Skip to content

Latest commit

 

History

History
370 lines (277 loc) · 11.6 KB

shell.md

File metadata and controls

370 lines (277 loc) · 11.6 KB

The Neugram Shell

A shell is a computer text interface. You type commands and the shell executes them. The Neugram scripting language has an embedded shell. It has been designed for interactive use as a shell on a computer in the Unix style.

The Neugram shell uses Unix syntax for common shell operations such as executing commands, changing directories, pipes, and I/O redirection. If you are familiar with another Unix shell, such as the Bourne shell, then you already know a lot about the Neugram shell.

This document assumes no familiarity with any Unix shell, and is intended as an introduction and reference.

A shell session

ng>
ng> $$
ng$ echo "Directory list:" > dir_list.txt
ng$ $$
ng> import "strings"
ng> files := $$ ls $$
ng> for i, name := range strings.Split(files, "\n") {
..>	$$ echo "$i. $name" >> dir_list.txt $$
..> }
ng> $$
ng$ cat dir_list.txt
Directory list:
0. dir_list.txt
1. hello.go
2. shell.md
ng$

This shell session creates a new file, dir_list.txt. It uses several standard Unix shell utilities: ls, echo, and cat. It also uses common unix I/O redirection syntax: > and >>, to send output from a command to a file.

These shell commands are bookended by $$. Inside a $$-expression, Neugram processes Unix-style commands. If the $$-expression is executed at the top-level of the interpreter (as it is in the beginning of the example session above), command lines are interpreted as they are entered. If you open a $$-expression at the start and spend most of your time in it, the Neugram interpreter acts like an interactive shell.

RECORD EXTRACTS:
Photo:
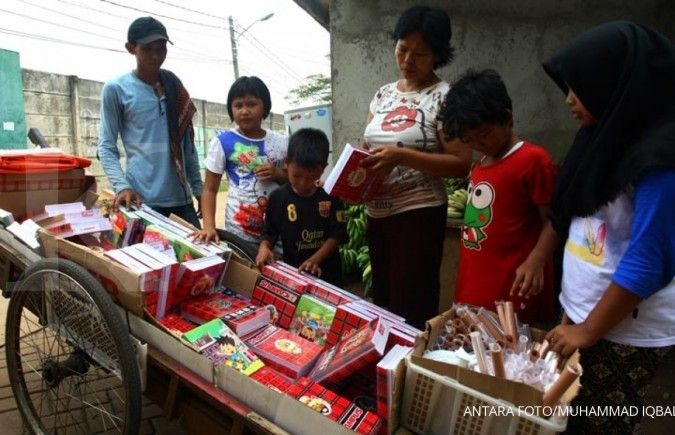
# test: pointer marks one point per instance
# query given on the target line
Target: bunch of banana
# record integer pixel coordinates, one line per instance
(354, 254)
(356, 229)
(456, 203)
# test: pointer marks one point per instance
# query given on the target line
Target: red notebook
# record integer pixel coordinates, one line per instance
(283, 299)
(291, 279)
(197, 276)
(358, 350)
(349, 180)
(386, 380)
(272, 379)
(347, 320)
(237, 311)
(335, 407)
(287, 353)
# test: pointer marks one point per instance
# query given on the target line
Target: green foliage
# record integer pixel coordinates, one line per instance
(354, 254)
(316, 88)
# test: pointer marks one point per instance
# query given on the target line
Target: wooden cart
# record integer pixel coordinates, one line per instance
(73, 366)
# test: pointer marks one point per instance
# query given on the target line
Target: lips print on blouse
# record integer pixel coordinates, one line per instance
(399, 119)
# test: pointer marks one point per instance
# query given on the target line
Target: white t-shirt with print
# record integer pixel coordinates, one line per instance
(238, 156)
(406, 119)
(594, 248)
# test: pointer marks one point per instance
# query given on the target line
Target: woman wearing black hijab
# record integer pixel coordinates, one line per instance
(615, 205)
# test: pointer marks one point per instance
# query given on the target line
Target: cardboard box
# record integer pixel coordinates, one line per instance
(437, 393)
(513, 392)
(281, 409)
(121, 283)
(21, 193)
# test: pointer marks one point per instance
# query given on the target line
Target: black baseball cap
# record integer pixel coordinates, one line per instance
(145, 30)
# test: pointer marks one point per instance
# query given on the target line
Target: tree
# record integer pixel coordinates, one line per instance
(315, 88)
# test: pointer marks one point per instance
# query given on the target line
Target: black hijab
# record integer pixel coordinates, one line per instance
(624, 74)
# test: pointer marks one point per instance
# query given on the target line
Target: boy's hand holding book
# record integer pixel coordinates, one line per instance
(127, 198)
(310, 266)
(205, 236)
(383, 160)
(265, 255)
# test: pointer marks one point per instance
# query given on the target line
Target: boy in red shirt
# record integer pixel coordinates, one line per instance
(510, 188)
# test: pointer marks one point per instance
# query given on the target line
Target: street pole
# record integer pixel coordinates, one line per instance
(233, 39)
(233, 42)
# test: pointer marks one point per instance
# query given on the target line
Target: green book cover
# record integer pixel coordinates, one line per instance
(312, 319)
(222, 346)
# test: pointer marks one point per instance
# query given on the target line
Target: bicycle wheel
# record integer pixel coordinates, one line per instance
(246, 250)
(70, 362)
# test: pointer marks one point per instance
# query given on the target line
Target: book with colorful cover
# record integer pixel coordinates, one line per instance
(153, 236)
(285, 352)
(206, 307)
(237, 311)
(127, 229)
(399, 334)
(51, 210)
(68, 229)
(150, 278)
(157, 261)
(347, 320)
(351, 181)
(312, 319)
(77, 217)
(6, 217)
(176, 325)
(387, 373)
(291, 279)
(352, 353)
(198, 276)
(270, 293)
(335, 407)
(222, 346)
(272, 379)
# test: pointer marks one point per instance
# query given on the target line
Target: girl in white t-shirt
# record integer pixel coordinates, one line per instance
(613, 204)
(251, 157)
(407, 218)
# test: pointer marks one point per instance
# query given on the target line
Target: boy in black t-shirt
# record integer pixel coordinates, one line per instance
(310, 222)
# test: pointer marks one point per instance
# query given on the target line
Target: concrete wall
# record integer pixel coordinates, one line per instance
(514, 37)
(66, 110)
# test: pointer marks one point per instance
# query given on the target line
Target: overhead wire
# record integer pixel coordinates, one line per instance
(190, 10)
(97, 47)
(124, 17)
(187, 51)
(164, 16)
(281, 64)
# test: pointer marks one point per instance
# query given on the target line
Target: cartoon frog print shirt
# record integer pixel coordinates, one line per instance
(406, 119)
(238, 156)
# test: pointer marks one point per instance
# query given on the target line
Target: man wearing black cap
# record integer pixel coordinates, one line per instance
(152, 112)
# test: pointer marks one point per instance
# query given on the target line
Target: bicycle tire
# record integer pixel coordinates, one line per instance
(58, 310)
(243, 248)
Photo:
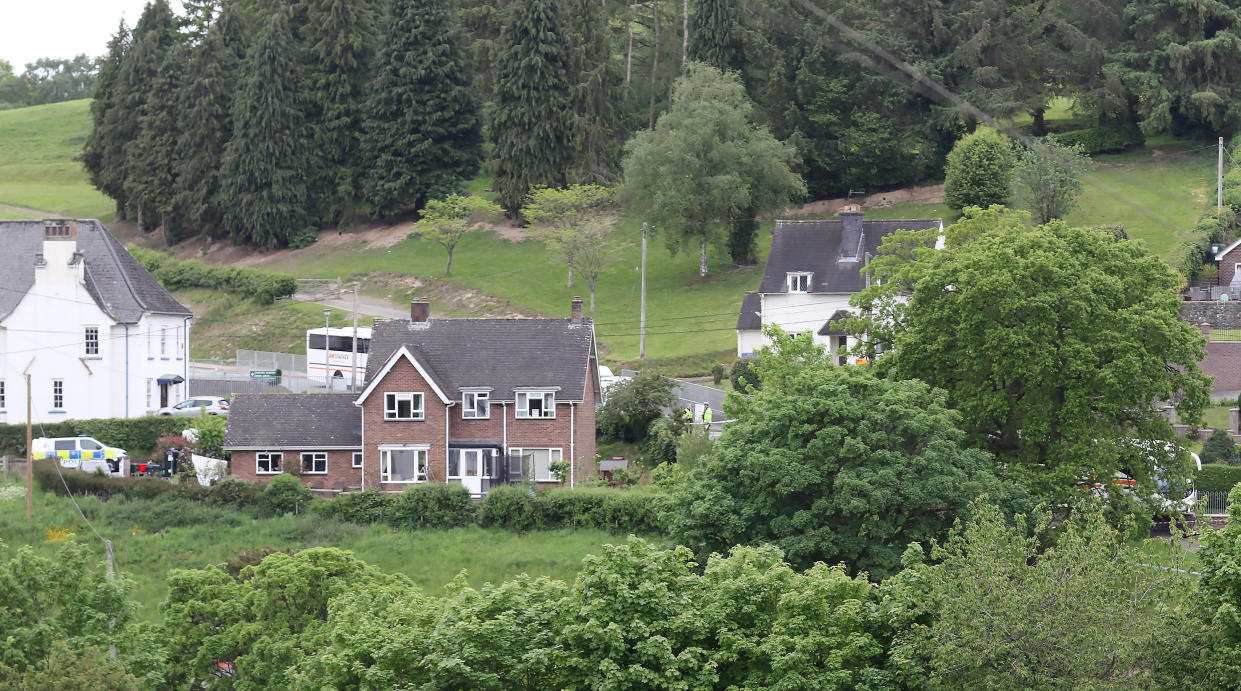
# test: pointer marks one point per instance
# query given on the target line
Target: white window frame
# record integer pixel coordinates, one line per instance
(392, 400)
(523, 406)
(555, 454)
(314, 458)
(278, 457)
(385, 460)
(469, 402)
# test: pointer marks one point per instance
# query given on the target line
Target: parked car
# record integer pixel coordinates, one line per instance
(82, 453)
(214, 406)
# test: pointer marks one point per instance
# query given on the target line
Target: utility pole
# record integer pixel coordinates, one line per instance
(353, 366)
(642, 328)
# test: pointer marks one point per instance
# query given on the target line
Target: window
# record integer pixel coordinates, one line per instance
(798, 282)
(402, 406)
(475, 405)
(536, 405)
(268, 463)
(314, 463)
(403, 464)
(536, 460)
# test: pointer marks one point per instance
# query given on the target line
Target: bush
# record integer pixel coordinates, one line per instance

TASKS TO PERFORM:
1. Rewrite the part of the Neugram shell introduction starting with "This shell session" and going on through "command to a file.", with "utilities" replaced by "programs".
2. Extend the Neugram shell introduction past its last sentence.
The material is separate from the Neugram shell introduction.

RESPONSES TO THE EXERCISE:
1.
This shell session creates a new file, dir_list.txt. It uses several standard Unix shell programs: ls, echo, and cat. It also uses common unix I/O redirection syntax: > and >>, to send output from a command to a file.

2.
Where Neugram's embedded shell diverges from typical Unix shells is in the control flow constructs: if, for, and similar. It doesn't have any. Instead, control flow is handled by using the surrounding scripting language. In the example above, a shell command is executed in a loop defined in the scripting language:

for i, name := range strings.Split(files, "\n") {
	$$ echo "$i. $name" >> dir_list.txt $$
}

On each pass through the loop, the shell command is executed, appending a line to the file dir_list.txt.

$$-expressions

A $$ ... $$ expression in Neugram is a sequence of shell commands. If used as a top-level statement in the interpreter, commands are executed as they are parsed. Otherwise, shell commands are executed when the $$-expression is evaluated according to standard Neugram rules.

The $$-expression stops evaluating when a shell command returns a non-zero return value. The expression:

$$ echo one; false; echo two $$

Prints:

one
exit code: 1

This means scripts act as if they are running under set -e. The exception to this is interactive sessions with top-level $$-expressions being evaluated as commands are parsed: here execution will continue.

The $$-expression returns two values. The first is the combined output written to STDOUT and STDERR, the second is of type error. (To avoid excessive memory consumption, output is not collected if no name is given to the output variable)

Error handling

If a shell command exits with a non-zero return value, an error is returned. The Neugram language will automatically transform an elided error into a stack-unwinding panic, so an uncaught error will stop the execution of the program.

Consider the same error under four different conditions:

ng> x, err := $$ echo one; false $$ // error reported in err
ng> x
one
ng> err
shell.exitError{code:1}
ng>
ng> x := $$ echo one; false $$      // error becomes a panic
neugram panic: exit code: 1
ng> x, _ := $$ echo one; false $$   // error is ignored
ng> x
one
ng> $$
ng$ echo one
one
ng$ false
exit code: 1                        // error printed, shell continues
ng$ echo two
two
ng$ $$
ng>

Shell Grammar

Simple Commands

A simple command is an optional sequence of variable assignments, followed by space-separated words and I/O redirections.

The first word is the command to execute. The command can be specified either as a name, a relative path, or an absolute path. An unadorned name is resolved using the PATH variable.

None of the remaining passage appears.